* Start *
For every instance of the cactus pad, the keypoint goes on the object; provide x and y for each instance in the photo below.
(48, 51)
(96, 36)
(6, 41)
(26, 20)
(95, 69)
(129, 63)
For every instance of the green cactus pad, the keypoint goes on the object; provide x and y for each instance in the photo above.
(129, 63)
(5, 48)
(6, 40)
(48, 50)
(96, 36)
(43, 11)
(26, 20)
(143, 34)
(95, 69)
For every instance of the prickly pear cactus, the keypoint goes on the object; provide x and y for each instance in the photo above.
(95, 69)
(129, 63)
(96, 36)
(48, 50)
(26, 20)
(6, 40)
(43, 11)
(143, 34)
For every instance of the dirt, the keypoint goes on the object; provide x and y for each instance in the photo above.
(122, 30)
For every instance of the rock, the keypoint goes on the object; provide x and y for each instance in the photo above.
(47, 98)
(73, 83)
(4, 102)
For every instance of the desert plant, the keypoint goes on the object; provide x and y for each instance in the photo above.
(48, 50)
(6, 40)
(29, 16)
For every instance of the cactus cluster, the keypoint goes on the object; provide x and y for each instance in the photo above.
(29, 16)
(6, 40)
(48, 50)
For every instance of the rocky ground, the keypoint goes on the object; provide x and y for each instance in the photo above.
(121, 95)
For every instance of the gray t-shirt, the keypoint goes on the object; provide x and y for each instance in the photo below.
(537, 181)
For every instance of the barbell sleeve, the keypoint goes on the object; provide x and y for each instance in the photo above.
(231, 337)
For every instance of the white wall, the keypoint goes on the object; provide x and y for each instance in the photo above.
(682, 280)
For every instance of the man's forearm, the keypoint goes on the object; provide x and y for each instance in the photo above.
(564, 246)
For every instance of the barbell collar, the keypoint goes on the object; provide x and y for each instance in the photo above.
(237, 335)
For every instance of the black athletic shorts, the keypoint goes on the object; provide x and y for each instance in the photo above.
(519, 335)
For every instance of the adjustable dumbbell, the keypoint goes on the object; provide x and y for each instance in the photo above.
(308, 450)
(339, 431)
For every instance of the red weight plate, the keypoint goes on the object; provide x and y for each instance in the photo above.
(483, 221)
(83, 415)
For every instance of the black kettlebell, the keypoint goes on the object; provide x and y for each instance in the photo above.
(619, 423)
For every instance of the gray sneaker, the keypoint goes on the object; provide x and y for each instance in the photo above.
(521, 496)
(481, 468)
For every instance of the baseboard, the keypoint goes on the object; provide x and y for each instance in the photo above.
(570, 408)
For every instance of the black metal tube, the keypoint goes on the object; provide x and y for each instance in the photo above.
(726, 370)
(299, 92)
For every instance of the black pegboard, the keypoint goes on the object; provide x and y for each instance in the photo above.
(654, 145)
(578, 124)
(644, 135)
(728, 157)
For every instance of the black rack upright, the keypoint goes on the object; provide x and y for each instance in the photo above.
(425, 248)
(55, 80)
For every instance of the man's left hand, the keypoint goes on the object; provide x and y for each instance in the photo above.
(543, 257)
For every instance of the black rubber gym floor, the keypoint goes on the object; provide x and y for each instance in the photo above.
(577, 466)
* End *
◆ Exercise prompt: Render all of the data above as a Markdown table with two columns, Row and Entry, giving each line its own numbered row and leaving out blank lines.

◆ Output of the task:
| Row | Entry |
|---|---|
| 1 | For every instance of the cactus pad, the keypoint goes on the object; provide x and y for each instance in the photo below. |
| 2 | (48, 51) |
| 3 | (96, 36) |
| 4 | (6, 41) |
| 5 | (26, 20) |
| 6 | (95, 69) |
| 7 | (129, 63) |
| 8 | For every instance of the green cactus pad, the keypoint goes on the object; provide x and y for each instance in the photo above. |
| 9 | (129, 63) |
| 10 | (5, 48) |
| 11 | (6, 40) |
| 12 | (48, 50) |
| 13 | (96, 36) |
| 14 | (43, 11) |
| 15 | (26, 20) |
| 16 | (143, 34) |
| 17 | (95, 69) |
| 18 | For every instance of the prickly pear cactus, the keypoint goes on the object; provide x and y for each instance in the photo above. |
| 19 | (95, 69) |
| 20 | (129, 63) |
| 21 | (96, 36) |
| 22 | (48, 50) |
| 23 | (26, 20) |
| 24 | (6, 40) |
| 25 | (43, 11) |
| 26 | (143, 34) |
| 27 | For every instance of the dirt, the keypoint goes on the object; provide x and y for each instance in the photo above. |
| 28 | (122, 30) |
| 29 | For every instance of the rock, the keypoint goes on the object; provide x and y for each instance in the photo above. |
| 30 | (47, 98) |
| 31 | (73, 83) |
| 32 | (4, 102) |
| 33 | For every instance of the desert plant, the keypoint goes on the object; provide x and y for each instance in the photo above. |
| 34 | (48, 50) |
| 35 | (6, 40) |
| 36 | (29, 16) |
| 37 | For every instance of the cactus cluster, the keypoint goes on the object; provide x and y for each instance in the photo above. |
| 38 | (29, 16) |
| 39 | (6, 40) |
| 40 | (48, 50) |
| 41 | For every instance of the rocky ground, the keypoint goes on the object; provide x and y for each instance in the photo above. |
| 42 | (121, 95) |
| 43 | For every instance of the gray t-shirt, the keypoint goes on the object; provide x and y for each instance in the photo below. |
| 44 | (537, 181) |
| 45 | For every instance of the barbell sleeve, the keypoint goes on the object; provide x and y for each instance in the photo above. |
| 46 | (231, 337) |
| 47 | For every instance of the white wall, the keypoint goes on the object; provide x and y for each instance in the photo above. |
| 48 | (682, 280) |
| 49 | For every instance of the man's forearm, the keypoint goes on the object; provide x and y for each instance in the photo above. |
| 50 | (564, 246) |
| 51 | For every instance of the barbell collar, the keypoint goes on the object; provide x and y for each instance in the photo above. |
| 52 | (237, 335) |
| 53 | For every instance of the black athletic shorts, the keypoint goes on the object; provide x and y for each instance in the photo above. |
| 54 | (519, 335) |
| 55 | For every instance of the adjustable dumbbell, the keypoint goes on the object; provide x and y for each instance in the photo above. |
| 56 | (308, 450) |
| 57 | (339, 431) |
| 58 | For every instance of the red weight plate, the keypoint goes on the object; provide x and y for each instance in the photo above. |
| 59 | (483, 221) |
| 60 | (83, 415) |
| 61 | For every instance of the black kettlebell, the keypoint goes on the object; provide x and y for each instance in the photo above. |
| 62 | (619, 423) |
| 63 | For every instance of the gray sneaker, the keypoint goes on the object; provide x and y for each instance in the photo above. |
| 64 | (521, 496) |
| 65 | (481, 468) |
| 66 | For every instance of the baseboard, the keypoint goes on the object; provide x and y for each instance in the photo above. |
| 67 | (570, 408) |
| 68 | For every instance of the black metal tube, the keypoint goes on the object; provide x and y for each instance in the photo above. |
| 69 | (726, 370) |
| 70 | (299, 92) |
| 71 | For every instance of the black pegboard, the keypoint goes on the object; provide x and y for each instance in the photo above. |
| 72 | (654, 145) |
| 73 | (578, 124) |
| 74 | (644, 135) |
| 75 | (728, 157) |
| 76 | For every instance of the black rack upright, the keypoint goes on the object; provide x and y for each instance in the photo above. |
| 77 | (425, 248) |
| 78 | (55, 80) |
| 79 | For every instance of the man's left hand, the keypoint goes on the object; provide x and y for each instance in the photo above. |
| 80 | (543, 257) |
| 81 | For every instance of the black rubber gym floor, the keypoint goes on the object; provide x and y for each instance in the photo above. |
| 82 | (577, 466) |